■ Input data
#####

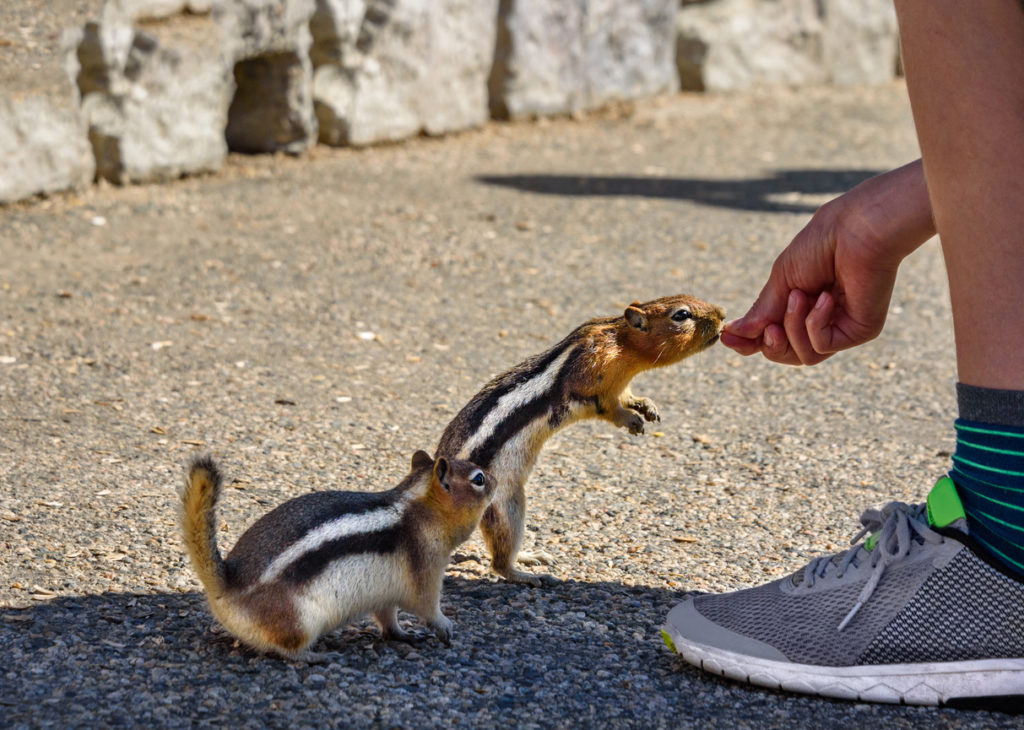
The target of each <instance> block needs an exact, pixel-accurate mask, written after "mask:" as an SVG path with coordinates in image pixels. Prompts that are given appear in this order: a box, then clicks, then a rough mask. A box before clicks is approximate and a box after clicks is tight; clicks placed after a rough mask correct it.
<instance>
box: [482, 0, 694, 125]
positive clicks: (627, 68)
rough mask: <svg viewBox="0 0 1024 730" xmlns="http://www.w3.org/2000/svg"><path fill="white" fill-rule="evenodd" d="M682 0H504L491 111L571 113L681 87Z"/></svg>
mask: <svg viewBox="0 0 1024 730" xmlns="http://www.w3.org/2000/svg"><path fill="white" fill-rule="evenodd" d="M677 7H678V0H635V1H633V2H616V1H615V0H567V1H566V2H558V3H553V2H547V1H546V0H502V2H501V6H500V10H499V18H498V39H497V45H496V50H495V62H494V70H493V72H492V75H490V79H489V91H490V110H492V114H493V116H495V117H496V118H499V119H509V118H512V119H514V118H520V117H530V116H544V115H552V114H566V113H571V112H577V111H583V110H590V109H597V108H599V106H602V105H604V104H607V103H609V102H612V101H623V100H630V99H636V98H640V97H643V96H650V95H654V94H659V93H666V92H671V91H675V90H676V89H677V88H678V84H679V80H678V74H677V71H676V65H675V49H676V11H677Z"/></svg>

#####

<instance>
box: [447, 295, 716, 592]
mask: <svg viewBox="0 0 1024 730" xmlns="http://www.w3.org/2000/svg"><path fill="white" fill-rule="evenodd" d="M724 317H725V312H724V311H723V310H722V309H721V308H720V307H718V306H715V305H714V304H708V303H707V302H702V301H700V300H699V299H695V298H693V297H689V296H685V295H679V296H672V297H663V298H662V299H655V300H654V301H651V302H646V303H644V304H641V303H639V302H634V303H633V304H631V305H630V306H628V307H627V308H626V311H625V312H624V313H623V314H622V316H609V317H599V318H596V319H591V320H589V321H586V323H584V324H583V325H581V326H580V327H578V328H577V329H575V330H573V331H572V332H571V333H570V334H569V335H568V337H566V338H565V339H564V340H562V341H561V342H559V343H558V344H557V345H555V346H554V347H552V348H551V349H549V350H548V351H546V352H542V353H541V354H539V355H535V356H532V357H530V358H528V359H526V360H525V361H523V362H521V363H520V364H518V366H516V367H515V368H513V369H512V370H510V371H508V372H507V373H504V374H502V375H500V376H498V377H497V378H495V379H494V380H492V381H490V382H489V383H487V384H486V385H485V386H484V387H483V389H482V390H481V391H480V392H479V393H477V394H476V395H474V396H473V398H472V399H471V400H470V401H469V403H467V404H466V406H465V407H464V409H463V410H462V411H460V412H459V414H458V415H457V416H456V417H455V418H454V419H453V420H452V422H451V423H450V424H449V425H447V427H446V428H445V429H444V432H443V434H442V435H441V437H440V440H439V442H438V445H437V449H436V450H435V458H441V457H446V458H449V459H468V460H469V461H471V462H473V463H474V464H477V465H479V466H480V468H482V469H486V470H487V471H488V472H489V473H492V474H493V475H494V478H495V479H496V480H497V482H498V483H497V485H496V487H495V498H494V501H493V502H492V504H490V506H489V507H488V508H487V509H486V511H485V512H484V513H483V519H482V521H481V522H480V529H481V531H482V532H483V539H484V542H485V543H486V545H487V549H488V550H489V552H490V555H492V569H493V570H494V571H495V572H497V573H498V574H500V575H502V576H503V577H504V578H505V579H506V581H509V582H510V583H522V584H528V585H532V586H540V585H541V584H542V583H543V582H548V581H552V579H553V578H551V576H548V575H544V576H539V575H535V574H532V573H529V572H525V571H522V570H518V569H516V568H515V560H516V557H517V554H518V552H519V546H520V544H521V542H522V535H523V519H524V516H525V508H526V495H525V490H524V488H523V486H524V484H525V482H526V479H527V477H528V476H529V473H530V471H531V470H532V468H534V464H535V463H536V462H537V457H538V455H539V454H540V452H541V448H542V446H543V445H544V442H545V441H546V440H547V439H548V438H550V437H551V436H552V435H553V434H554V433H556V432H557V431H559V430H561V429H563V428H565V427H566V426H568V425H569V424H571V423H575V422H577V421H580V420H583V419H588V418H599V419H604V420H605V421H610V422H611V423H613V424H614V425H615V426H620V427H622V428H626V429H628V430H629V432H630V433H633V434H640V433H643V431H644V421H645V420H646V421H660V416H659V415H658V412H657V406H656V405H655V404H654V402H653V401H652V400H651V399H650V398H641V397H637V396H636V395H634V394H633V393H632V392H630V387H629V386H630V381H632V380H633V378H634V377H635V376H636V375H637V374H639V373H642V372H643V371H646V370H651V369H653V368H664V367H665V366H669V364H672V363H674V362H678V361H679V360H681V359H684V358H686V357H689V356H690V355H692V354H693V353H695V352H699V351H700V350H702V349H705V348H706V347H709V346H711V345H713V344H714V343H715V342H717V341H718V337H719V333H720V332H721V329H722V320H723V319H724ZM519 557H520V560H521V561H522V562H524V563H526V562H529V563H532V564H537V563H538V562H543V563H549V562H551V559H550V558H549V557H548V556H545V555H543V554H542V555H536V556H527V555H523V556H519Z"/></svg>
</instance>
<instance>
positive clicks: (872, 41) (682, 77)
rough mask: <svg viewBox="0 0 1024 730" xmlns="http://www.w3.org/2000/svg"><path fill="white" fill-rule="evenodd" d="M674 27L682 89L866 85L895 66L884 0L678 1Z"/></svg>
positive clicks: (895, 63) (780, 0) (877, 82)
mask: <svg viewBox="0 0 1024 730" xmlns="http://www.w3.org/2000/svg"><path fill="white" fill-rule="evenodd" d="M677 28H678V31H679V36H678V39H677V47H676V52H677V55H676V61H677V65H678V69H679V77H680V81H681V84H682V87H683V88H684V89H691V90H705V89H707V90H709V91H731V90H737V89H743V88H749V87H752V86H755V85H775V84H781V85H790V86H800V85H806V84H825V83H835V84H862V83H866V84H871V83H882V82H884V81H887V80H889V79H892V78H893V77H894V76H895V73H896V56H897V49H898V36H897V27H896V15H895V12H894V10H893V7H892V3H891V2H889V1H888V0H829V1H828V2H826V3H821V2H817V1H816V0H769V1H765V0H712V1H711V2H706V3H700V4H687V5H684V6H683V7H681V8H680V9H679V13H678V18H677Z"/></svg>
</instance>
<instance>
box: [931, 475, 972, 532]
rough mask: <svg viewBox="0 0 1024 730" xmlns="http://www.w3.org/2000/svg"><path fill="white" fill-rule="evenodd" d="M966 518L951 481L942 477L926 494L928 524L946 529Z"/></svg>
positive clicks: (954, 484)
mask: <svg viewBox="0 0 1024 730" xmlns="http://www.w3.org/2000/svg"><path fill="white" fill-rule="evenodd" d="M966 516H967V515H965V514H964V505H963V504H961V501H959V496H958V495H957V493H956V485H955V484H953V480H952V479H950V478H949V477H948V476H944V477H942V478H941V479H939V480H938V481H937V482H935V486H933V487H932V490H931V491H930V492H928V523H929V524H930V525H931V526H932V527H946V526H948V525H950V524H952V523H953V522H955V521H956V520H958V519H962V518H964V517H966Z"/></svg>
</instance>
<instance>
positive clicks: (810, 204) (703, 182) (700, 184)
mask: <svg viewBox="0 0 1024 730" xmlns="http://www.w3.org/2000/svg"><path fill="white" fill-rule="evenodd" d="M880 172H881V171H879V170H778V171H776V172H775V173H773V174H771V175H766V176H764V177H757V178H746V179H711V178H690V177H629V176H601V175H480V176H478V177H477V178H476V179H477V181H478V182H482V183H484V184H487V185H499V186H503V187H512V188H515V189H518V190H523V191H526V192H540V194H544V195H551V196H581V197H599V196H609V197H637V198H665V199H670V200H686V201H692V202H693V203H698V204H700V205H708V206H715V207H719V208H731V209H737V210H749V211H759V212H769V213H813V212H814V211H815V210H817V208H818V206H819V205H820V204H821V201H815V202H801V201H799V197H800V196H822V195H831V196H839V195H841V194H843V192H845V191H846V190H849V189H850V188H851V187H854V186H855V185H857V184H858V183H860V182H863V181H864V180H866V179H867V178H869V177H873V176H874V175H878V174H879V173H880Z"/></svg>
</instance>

#####

■ What is needed
Going back to the entries above, set down exactly the lines that begin at the one with "positive clicks: (872, 41) (682, 77)" and end at the one with "27L682 89L866 85L895", both included, and nothing else.

■ Solution for this exercise
positive clicks: (872, 41) (682, 77)
rough mask: <svg viewBox="0 0 1024 730" xmlns="http://www.w3.org/2000/svg"><path fill="white" fill-rule="evenodd" d="M674 27L682 89L866 85L895 66L884 0L678 1Z"/></svg>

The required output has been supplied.